**** Recorded data ****

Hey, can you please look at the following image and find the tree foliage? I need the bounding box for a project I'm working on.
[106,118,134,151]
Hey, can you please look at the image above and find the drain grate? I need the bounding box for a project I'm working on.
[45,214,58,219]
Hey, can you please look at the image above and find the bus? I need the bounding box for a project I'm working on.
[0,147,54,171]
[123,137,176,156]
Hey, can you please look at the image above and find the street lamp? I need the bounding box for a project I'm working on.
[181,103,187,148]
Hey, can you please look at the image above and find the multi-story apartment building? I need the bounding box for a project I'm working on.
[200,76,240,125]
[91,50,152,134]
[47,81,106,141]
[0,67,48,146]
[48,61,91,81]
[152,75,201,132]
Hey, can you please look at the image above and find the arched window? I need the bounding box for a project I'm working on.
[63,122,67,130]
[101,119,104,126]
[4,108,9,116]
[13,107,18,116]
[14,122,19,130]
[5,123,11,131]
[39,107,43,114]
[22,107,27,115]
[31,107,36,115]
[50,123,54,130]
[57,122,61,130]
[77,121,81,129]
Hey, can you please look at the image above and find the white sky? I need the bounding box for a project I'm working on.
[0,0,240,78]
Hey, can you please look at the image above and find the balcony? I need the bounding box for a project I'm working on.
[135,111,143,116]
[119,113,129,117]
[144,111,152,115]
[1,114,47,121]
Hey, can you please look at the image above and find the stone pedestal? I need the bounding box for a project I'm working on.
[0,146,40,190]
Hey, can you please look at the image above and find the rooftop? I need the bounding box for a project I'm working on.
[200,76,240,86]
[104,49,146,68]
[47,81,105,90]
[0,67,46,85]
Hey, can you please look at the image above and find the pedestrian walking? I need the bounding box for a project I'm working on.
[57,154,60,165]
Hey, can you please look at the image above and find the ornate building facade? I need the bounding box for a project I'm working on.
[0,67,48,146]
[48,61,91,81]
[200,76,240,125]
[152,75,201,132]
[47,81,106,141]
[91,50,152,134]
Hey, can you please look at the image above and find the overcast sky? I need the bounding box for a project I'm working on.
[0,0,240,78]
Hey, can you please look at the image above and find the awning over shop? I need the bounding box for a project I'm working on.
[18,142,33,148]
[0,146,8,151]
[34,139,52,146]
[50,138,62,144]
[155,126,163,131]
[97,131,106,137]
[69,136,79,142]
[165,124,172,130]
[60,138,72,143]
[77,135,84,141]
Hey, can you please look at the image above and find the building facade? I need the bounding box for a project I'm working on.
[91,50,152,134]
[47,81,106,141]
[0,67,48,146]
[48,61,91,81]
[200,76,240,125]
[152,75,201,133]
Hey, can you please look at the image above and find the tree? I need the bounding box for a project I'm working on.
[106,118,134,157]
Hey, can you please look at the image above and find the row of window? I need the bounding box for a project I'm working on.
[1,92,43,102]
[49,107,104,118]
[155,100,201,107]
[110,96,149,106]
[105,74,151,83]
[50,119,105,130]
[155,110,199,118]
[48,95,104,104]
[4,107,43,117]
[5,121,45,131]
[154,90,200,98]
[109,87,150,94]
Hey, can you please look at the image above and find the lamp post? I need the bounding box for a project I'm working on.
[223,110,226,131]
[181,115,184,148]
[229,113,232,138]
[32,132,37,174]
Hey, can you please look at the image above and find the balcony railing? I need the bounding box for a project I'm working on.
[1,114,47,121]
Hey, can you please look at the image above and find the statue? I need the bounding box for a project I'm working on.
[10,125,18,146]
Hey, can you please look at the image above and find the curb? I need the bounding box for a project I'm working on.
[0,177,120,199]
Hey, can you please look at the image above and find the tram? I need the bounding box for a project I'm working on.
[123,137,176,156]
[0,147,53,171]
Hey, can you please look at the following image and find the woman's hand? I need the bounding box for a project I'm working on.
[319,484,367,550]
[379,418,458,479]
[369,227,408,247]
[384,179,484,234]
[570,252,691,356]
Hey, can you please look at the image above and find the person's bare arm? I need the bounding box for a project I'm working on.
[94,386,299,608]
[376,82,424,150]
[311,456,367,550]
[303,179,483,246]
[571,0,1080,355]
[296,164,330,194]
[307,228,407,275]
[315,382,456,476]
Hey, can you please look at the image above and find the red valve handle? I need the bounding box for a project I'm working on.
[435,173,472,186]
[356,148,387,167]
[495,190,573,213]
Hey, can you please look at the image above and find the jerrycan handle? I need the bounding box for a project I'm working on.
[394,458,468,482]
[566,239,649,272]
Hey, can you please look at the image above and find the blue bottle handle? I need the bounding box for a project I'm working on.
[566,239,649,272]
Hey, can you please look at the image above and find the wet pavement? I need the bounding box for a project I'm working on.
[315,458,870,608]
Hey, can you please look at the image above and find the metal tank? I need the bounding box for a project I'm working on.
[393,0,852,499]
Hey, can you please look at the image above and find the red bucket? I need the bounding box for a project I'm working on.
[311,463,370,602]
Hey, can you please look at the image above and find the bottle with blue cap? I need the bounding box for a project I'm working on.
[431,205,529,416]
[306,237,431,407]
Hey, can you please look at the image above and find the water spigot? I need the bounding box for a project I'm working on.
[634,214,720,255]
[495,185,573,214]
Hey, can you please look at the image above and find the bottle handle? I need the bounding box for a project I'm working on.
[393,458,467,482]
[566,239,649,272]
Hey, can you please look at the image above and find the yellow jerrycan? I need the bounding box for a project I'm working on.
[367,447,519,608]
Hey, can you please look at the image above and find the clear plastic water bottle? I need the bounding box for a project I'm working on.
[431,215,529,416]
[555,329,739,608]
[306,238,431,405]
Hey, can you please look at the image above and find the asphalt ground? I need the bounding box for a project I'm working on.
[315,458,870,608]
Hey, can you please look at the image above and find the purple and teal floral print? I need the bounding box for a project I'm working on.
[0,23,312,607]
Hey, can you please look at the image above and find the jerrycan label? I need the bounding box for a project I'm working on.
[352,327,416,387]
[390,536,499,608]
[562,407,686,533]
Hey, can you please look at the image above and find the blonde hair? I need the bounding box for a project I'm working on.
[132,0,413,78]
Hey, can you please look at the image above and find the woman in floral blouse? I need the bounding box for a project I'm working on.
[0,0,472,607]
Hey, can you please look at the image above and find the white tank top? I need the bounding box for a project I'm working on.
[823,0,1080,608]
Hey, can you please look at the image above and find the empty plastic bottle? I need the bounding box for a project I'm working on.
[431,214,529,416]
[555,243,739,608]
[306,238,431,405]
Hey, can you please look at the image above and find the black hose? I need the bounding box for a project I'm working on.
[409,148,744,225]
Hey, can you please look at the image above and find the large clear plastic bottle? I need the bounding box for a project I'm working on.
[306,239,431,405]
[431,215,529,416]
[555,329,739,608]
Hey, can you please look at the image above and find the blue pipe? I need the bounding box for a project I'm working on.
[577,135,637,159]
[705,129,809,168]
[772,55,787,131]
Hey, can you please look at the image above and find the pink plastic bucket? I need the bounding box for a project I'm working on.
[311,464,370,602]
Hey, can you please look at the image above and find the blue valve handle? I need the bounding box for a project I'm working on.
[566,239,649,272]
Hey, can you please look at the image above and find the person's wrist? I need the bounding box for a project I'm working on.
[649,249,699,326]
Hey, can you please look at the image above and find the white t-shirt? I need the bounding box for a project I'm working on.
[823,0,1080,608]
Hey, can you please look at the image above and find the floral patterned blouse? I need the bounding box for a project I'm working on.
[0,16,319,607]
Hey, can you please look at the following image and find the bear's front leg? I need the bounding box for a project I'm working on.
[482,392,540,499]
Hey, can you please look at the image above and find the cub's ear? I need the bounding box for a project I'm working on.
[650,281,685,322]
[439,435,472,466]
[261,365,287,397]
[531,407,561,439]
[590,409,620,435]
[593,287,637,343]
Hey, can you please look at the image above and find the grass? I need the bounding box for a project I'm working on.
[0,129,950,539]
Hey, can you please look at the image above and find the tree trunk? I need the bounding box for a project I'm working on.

****

● **Task directions**
Please reproduce all of the entries exactly as they stand.

● **Full solution**
Hey, can you please look at the following image and find the tree foliage? I need the bounding box for a project I'm working on.
[106,118,134,151]
Hey, can you please look at the image above and find the drain grate? I need the bounding box for a project I'm working on.
[45,214,58,219]
Hey, can you please look at the image above and find the bus? I need the bounding box for a project I'm working on.
[0,147,54,171]
[123,137,176,156]
Hey, can you please look at the image above and find the street lamp? I need the bounding box for a project I'm working on.
[181,103,187,148]
Hey, can you please look at the image above and find the multi-story apartment building? I need the bounding box for a project I'm working on.
[200,76,240,125]
[91,50,152,134]
[47,81,106,141]
[0,67,48,146]
[48,61,91,81]
[152,75,201,132]
Hey, can you please look at the image above and find the arched window? I need the bounding box for a project I'm working on.
[63,122,67,130]
[101,119,104,126]
[4,108,9,116]
[13,107,18,116]
[14,122,19,130]
[5,123,11,131]
[39,107,43,114]
[22,107,27,115]
[31,107,36,115]
[50,123,54,130]
[57,122,61,130]
[77,121,81,129]
Hey, can you please look at the image above and find the white sky? I need the bounding box for a project I'm working on.
[0,0,240,78]
Hey, can you please look at the image above and find the balcony? I need the bounding box for a project I'm working on.
[135,111,143,116]
[119,113,129,117]
[144,111,152,115]
[1,114,47,121]
Hey, can you please look at the image above and find the stone pedestal? I need the bounding box for a project I'm working on.
[0,146,40,190]
Hey, can you please look at the image above and find the rooftop? I need the bounding box for a project I'm working on.
[200,76,240,86]
[104,49,146,68]
[47,81,105,90]
[0,67,46,85]
Hey, can you please look at the image above and find the pedestrian walking? I need the bounding box for a project I'm working on.
[57,154,60,165]
Hey, can you please look at the image above and find the ornate building facade? I need the bounding box for a project I'm working on.
[0,67,48,146]
[48,61,91,81]
[200,76,240,125]
[152,75,201,132]
[47,81,106,141]
[91,50,152,134]
Hey, can you please look at the image above and find the overcast sky? I need the bounding box for a project I'm working on.
[0,0,240,78]
Hey, can you please look at the image above and find the awning over shop? I need the bounding box for a project I'm working on.
[18,142,33,148]
[0,146,8,151]
[34,139,52,146]
[50,138,62,144]
[155,126,163,131]
[97,131,106,137]
[69,136,79,142]
[165,124,172,130]
[60,138,72,143]
[77,135,84,141]
Hey, can you please look at the image above and find the building facade? I need the bounding box for a project I'm working on.
[91,50,152,134]
[47,81,106,141]
[0,67,48,146]
[48,61,91,81]
[200,76,240,125]
[152,75,201,133]
Hey, can you please look at the image above and find the tree? I need the bounding box for a project I'm working on.
[106,118,134,157]
Hey, can you please look at the image above and find the row of window? I need the bounding box for a project I'm working on.
[1,92,43,102]
[49,107,104,118]
[155,100,201,107]
[110,96,149,106]
[105,74,151,83]
[50,119,105,130]
[155,110,199,118]
[48,95,104,104]
[4,107,43,117]
[5,121,45,131]
[154,90,200,98]
[109,87,150,94]
Hey, can you please look at the image above and find the lamp post? I need the bounding box for a project I'm working on.
[223,110,226,131]
[181,115,184,148]
[229,113,232,138]
[32,132,37,174]
Hey, can you please look at the image above and find the balcony railing? I need the bounding box for a project I'm working on.
[1,114,47,121]
Hey, can you please look at the image above and find the statue? I need the bounding box for a project I'm working on.
[10,125,18,146]
Hey, can you please look at the image above and find the curb? I need the bounding box for a project I'm working on.
[0,177,120,199]
Hey, can you please look at the image above and find the tram? I need the bounding box for a project I'm working on.
[123,137,176,156]
[0,147,53,171]
Hey, can you please look at the following image and find the woman's hand? I need the bounding box for a project I'm working on.
[319,484,367,550]
[379,418,458,479]
[369,227,408,247]
[384,179,484,234]
[570,252,691,356]
Hey, can you please look at the image above and find the person's bare arm? I need the bounding box for a project I'm working on.
[94,386,299,608]
[376,82,424,150]
[311,456,367,550]
[303,179,483,246]
[571,0,1080,355]
[296,164,330,194]
[307,228,407,275]
[315,382,456,476]
Hey, can you please look at the image above and find the red valve handle? I need the bounding box for a project I'm working on.
[435,173,472,186]
[356,148,387,167]
[495,190,573,213]
Hey, can you please look at the image above and find the jerrycan handle? I need the bounding box for a project I'm working on.
[394,458,468,482]
[566,239,649,272]
Hey, can you please look at the image above and find the blue bottle handle? I need the bounding box for a project I'm working on.
[566,239,649,272]
Hey, can you please look at the image above and find the wet pavement? I need the bounding box for a project I'm working on.
[315,458,870,608]
Hey, can you please look at the image above and find the metal tank? I need the bounding box for a project I'm working on.
[393,0,852,499]
Hey, can you please look at the image above and find the red bucket? I need the bounding box for a project I'm working on.
[311,463,370,602]
Hey, can you please look at the image above and find the bottle with blue cap? I need the bounding box for a project I'm working on.
[431,205,529,416]
[306,237,431,407]
Hey, can you please look at the image above and find the water spigot? I need the bounding box for a project I'm working on.
[634,214,720,255]
[495,185,573,214]
Hey, can you please look at the image above and find the bottle handle? I need the bounding box for a project I'm working on.
[393,458,467,482]
[566,239,649,272]
Hey, can you please look at the image above and find the yellow jerrycan? I need the bounding box for a project I'm working on.
[367,447,519,608]
Hey, can you please look at the image above and find the clear plastic water bottle? I need the bounding box for a project I'm working on.
[431,215,529,416]
[555,329,739,608]
[306,238,431,405]
Hey, can you please look at the image above and find the asphalt ground? I need the bounding box for a project I'm working on.
[315,458,870,608]
Hey, can you please look at the image above and find the purple and teal floral print? I need the bounding box for a project I'm working on.
[0,23,312,607]
Hey, can you please look at the image above and find the jerrycan label? I need the bounding box for a project I'm working on.
[352,327,416,387]
[390,536,499,608]
[562,407,686,533]
Hey, can you please look at the image above and find the blonde hair? I need the bounding box for a project I'm working on.
[132,0,413,78]
Hey, can you please look at the image above and find the woman in floral blouse? I need the bounding box for a project I'm working on.
[0,0,472,607]
Hey, can you please look at the image above and find the white tank top? I need the bounding box for a project I'm working on.
[823,0,1080,608]
Hey, can you please look at the image above and find the empty plastic bottle? I need the bounding box for a project I'm working on.
[431,214,529,416]
[555,243,739,608]
[306,238,431,405]
Hey, can you please look at the image above and find the black hose? I need the bounding box for a project I'm working on.
[409,148,744,225]
Hey, can you please look at the image above and find the large clear plastic bottle? I need the bounding box for a project I'm working on.
[306,239,431,405]
[431,215,529,416]
[555,329,739,608]
Hey, can you please look at the image above and find the blue pipe? I need the bounding box for a project I'm working on.
[577,135,637,159]
[705,129,809,168]
[772,55,787,131]
Hey, can you please look at the image above and find the pink plastic bucket? I need the bounding box for a project I'm working on.
[311,464,370,602]
Hey, can you please look at the image above and find the blue valve handle? I need the bounding box for a project I'm working on.
[566,239,649,272]
Hey, can you please look at the image above and find the person's wrist? I need the bounding box for a project I'm working on.
[649,249,699,326]
Hey, can you please look at the image above and find the white t-shirt? I need the bounding box for a project I'm working on.
[823,0,1080,608]
Hey, can you please look at the image above and find the floral patterned blouse? I need the bounding box for a project I'm working on.
[0,16,319,607]
Hey, can you please look at the following image and find the bear's front leg? I need the bounding box for a project I'm working on.
[482,392,540,499]
Hey, can you please look at the image above and find the cub's ear? I need the bounding box for a project I'm working on.
[650,281,685,322]
[439,435,472,466]
[261,365,287,397]
[531,407,561,439]
[590,409,620,435]
[593,287,637,343]
Hey, can you please look at the image above and find the grass? I need the bounding box for a project I'm working on.
[0,129,950,539]
Hey, can you please look at the image above and find the tree trunk? I need the bounding box for a project I'm working on.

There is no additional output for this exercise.